■ TASK DIRECTIONS: "mattress" is the word to look for; copy each line of the listing where it occurs.

■ GIVEN RECORDS:

-.-.-

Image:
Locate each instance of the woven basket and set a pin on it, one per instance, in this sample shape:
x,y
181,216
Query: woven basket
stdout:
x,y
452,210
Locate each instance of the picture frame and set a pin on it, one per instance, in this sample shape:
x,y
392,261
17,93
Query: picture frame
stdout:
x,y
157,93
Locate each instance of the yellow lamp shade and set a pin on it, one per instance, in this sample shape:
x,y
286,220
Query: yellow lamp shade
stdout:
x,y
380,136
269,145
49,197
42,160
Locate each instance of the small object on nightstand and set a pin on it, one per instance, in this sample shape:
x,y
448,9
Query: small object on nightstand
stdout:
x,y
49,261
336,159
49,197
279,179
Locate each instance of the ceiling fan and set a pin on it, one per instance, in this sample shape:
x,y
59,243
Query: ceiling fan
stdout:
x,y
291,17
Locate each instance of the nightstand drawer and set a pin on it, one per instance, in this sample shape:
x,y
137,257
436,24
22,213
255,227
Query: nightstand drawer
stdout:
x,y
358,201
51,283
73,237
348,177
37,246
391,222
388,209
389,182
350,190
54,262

-.-.-

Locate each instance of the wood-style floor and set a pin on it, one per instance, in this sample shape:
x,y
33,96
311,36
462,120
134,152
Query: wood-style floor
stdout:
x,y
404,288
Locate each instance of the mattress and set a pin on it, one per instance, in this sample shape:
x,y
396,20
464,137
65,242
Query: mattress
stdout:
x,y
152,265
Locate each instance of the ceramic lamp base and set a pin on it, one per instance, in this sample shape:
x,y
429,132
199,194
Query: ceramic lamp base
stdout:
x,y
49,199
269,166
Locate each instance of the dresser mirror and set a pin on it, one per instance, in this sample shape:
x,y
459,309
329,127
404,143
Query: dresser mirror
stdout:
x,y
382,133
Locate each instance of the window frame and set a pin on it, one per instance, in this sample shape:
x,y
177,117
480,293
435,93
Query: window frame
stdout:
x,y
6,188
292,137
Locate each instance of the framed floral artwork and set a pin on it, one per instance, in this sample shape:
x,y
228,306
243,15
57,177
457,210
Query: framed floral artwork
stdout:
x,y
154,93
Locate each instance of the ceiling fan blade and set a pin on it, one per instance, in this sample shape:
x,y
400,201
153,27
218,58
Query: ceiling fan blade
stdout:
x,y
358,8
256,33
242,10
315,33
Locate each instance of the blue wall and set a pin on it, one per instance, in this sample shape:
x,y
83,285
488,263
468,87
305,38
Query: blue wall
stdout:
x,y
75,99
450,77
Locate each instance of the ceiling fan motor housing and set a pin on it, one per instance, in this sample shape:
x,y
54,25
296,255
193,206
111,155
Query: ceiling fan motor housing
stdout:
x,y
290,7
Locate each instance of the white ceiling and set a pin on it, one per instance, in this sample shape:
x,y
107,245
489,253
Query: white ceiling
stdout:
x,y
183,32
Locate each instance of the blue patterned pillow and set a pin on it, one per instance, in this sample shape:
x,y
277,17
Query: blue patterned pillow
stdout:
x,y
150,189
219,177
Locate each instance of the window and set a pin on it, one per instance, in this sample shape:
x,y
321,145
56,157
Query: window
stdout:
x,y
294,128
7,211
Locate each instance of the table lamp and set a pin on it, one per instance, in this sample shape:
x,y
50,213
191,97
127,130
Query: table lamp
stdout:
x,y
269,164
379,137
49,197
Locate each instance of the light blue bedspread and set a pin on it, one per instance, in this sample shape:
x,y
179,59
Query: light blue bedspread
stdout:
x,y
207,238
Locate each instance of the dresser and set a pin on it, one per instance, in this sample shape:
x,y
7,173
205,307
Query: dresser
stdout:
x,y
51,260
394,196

-.-.-

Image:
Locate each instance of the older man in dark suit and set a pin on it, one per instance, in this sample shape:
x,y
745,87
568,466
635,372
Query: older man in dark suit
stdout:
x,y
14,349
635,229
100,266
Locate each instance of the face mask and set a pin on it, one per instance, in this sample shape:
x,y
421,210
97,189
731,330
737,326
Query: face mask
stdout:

-.-.-

■ SOLUTION FOR THIS PROBLEM:
Locate each instance of the mattress and set a pin on it, one per instance, in this sample shape:
Query: mattress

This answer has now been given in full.